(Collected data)
::::::

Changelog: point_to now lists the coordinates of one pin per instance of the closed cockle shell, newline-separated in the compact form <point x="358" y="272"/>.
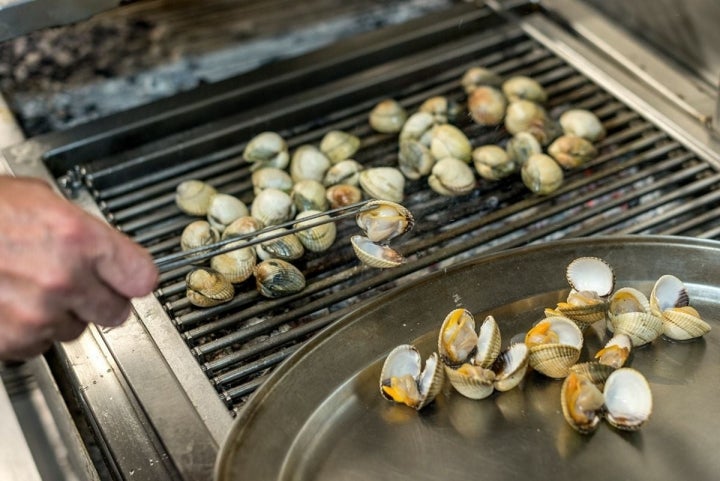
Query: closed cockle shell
<point x="487" y="105"/>
<point x="581" y="403"/>
<point x="197" y="234"/>
<point x="541" y="174"/>
<point x="571" y="151"/>
<point x="338" y="145"/>
<point x="418" y="127"/>
<point x="450" y="176"/>
<point x="308" y="162"/>
<point x="207" y="287"/>
<point x="267" y="149"/>
<point x="403" y="380"/>
<point x="384" y="183"/>
<point x="271" y="178"/>
<point x="237" y="265"/>
<point x="554" y="346"/>
<point x="224" y="209"/>
<point x="315" y="238"/>
<point x="388" y="116"/>
<point x="272" y="207"/>
<point x="449" y="141"/>
<point x="276" y="278"/>
<point x="628" y="399"/>
<point x="492" y="162"/>
<point x="521" y="87"/>
<point x="442" y="109"/>
<point x="582" y="123"/>
<point x="475" y="77"/>
<point x="194" y="196"/>
<point x="309" y="194"/>
<point x="375" y="255"/>
<point x="343" y="195"/>
<point x="344" y="172"/>
<point x="414" y="159"/>
<point x="382" y="220"/>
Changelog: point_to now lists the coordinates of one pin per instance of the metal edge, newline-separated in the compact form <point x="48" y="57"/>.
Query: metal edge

::::::

◆ Work task: Copy exactly. Start at the line containing "of the metal" and continue through the last line of the records.

◆ Expected answer:
Changelog: point_to now lists the coordinates of one pin per instance of the metal edge, newline-separated in the compact form <point x="48" y="57"/>.
Query: metal edge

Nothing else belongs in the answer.